#### [Extracted text]

--------------------

Some measure of # of selective genes

Hi, I’m trying to get a rough number of selectively dependent genes. Analogous to the definition of “strongly selective” in the “Agreement between two large pan-cancer CRISPR-Cas9 gene dependency data sets” paper. I’m guessing a way to do this would be to use a lower threshold of NormLRT. Have you all done, this, can you share any rough estimates of the number of genes that are selective?

1 Like

We have a definition of “strongly selective” that we use in the portal, which is a threshold of 100 < skewed-LRT.

If you want to see which genes are classified as “strongly selective” you can find that information in the table at https://depmap.org/portal/api/download/gene_dep_summary

Thanks,
Phil

2 Likes

Thank you! Feature request, could you share the skewed-LRT values for each gene as well / someday / somehow?

Going to answer my own question now that I’ve finally RTFM’d: in “Agreement between two large pan-cancer CRISPR-Cas9 gene dependency data sets” supplementary 4 is an excel sheet containing normLRT values calculated for Broad and Sanger. Thank you!

Is the file downloadable at https://depmap.org/portal/api/download/gene_dep_summary kept up to date?

--------------------

#### [Extracted data entries]

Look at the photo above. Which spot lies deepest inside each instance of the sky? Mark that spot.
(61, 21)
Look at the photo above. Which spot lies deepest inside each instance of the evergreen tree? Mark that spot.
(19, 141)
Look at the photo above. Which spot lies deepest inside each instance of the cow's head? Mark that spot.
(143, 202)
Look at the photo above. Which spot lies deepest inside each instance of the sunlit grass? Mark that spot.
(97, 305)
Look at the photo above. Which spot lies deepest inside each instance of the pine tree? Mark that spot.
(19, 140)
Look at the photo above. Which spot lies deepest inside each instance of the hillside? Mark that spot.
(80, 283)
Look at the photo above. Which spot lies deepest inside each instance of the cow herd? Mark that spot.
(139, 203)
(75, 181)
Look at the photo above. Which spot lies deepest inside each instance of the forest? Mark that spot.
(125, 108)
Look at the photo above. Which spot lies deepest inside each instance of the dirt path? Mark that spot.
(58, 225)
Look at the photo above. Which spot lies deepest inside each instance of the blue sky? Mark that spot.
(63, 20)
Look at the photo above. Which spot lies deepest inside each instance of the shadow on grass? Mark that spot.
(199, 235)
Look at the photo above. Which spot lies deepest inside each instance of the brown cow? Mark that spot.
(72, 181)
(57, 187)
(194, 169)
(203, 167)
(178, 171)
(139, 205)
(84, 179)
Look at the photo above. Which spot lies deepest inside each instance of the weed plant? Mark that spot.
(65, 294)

--------------------

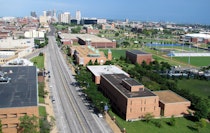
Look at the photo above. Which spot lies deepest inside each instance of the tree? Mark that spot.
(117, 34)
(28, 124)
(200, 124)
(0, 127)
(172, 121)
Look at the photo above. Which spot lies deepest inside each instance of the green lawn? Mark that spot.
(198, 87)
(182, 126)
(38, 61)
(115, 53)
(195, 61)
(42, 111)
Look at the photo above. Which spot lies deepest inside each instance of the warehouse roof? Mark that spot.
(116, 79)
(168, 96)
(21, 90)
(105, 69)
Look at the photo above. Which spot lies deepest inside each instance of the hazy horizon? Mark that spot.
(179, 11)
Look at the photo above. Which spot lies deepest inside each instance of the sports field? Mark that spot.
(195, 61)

--------------------

#### [Your goal]
Carry on the forum thread on counting selectively dependent genes, picking up after its final post. The items have no connection to the forum thread on counting selectively dependent genes.

#### [Response for this exercise]
1 Like

It’s worth noting that those values are out of date/incomplete.

You can find many examples of genes labeled as LRT >= 100 on the web browser that are lower in that dataset. Sime genes are missing entirely.

What I did is simply re-run the data myself using the R code shared by @pmontgom on the most recent release. There’s an error I havent been able to pin down still where errors/warnings from the try() function in LRT_test() aren’t being properly caught, which allows for some bad skewed T fits on certain genes that are clearly not skewed to return a value instead of NA (HSPA5 and a few RNA polymerase genes). I was able to bandaid this with the “testit” R library and the has_warning() function, but it’s fairly computationally intensive.